- [REQUEST]: Please find every line in the records below that contains the word "need", and copy each of those lines.

- [SUPPLIED DATA]:
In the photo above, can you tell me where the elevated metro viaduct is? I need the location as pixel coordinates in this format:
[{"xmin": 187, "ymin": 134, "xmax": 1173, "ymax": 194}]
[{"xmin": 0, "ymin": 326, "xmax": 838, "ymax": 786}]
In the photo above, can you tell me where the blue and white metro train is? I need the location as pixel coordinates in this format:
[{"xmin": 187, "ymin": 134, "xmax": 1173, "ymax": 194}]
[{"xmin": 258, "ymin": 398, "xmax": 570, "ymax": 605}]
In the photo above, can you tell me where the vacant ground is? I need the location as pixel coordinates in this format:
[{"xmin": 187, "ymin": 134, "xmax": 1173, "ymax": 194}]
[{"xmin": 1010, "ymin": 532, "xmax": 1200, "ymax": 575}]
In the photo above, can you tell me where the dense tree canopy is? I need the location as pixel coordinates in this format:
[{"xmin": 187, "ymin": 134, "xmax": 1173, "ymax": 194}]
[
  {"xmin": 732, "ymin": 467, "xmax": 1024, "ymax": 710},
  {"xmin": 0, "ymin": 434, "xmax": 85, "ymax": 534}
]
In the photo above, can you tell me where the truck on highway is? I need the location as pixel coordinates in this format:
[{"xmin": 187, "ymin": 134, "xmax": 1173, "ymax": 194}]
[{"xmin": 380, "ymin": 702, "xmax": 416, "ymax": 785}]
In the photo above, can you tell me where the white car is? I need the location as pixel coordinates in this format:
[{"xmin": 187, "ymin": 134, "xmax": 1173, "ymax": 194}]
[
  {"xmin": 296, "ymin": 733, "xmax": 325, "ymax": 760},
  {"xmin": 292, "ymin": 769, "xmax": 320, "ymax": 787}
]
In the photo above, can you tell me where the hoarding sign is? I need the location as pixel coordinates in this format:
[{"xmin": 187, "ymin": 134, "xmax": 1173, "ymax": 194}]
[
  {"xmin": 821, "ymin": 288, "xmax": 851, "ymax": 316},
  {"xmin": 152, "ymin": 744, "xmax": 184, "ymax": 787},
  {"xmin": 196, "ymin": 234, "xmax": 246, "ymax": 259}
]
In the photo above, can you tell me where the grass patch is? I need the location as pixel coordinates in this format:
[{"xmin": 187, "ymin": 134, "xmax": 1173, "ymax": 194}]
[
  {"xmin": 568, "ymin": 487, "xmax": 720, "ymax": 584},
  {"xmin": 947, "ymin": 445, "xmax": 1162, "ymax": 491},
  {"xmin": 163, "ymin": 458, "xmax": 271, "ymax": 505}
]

- [THE ANSWER]:
In the photo above, can you tell me where the elevated metro viaduct is? I need the location as pixel coordinates in this format:
In the photo above, can you tell me where the blue and white metro train is? I need the location as pixel coordinates in this format:
In the photo above, can you tell me where the vacant ground is? I need the location as pixel coordinates in this format:
In the photo above, can you tell me where the dense tree canopy is? I need the location as pixel coordinates in this format:
In the photo above, can you tell me where the truck on highway is? I need the location as pixel coordinates in this format:
In the photo above, can you tell me where the white car is? I need the location as pixel coordinates in this format:
In the photo above, can you tell me where the hoarding sign is? I need the location as pixel coordinates in this format:
In the photo above, can you tell me where the grass patch is? I need the location as pixel coordinates in this format:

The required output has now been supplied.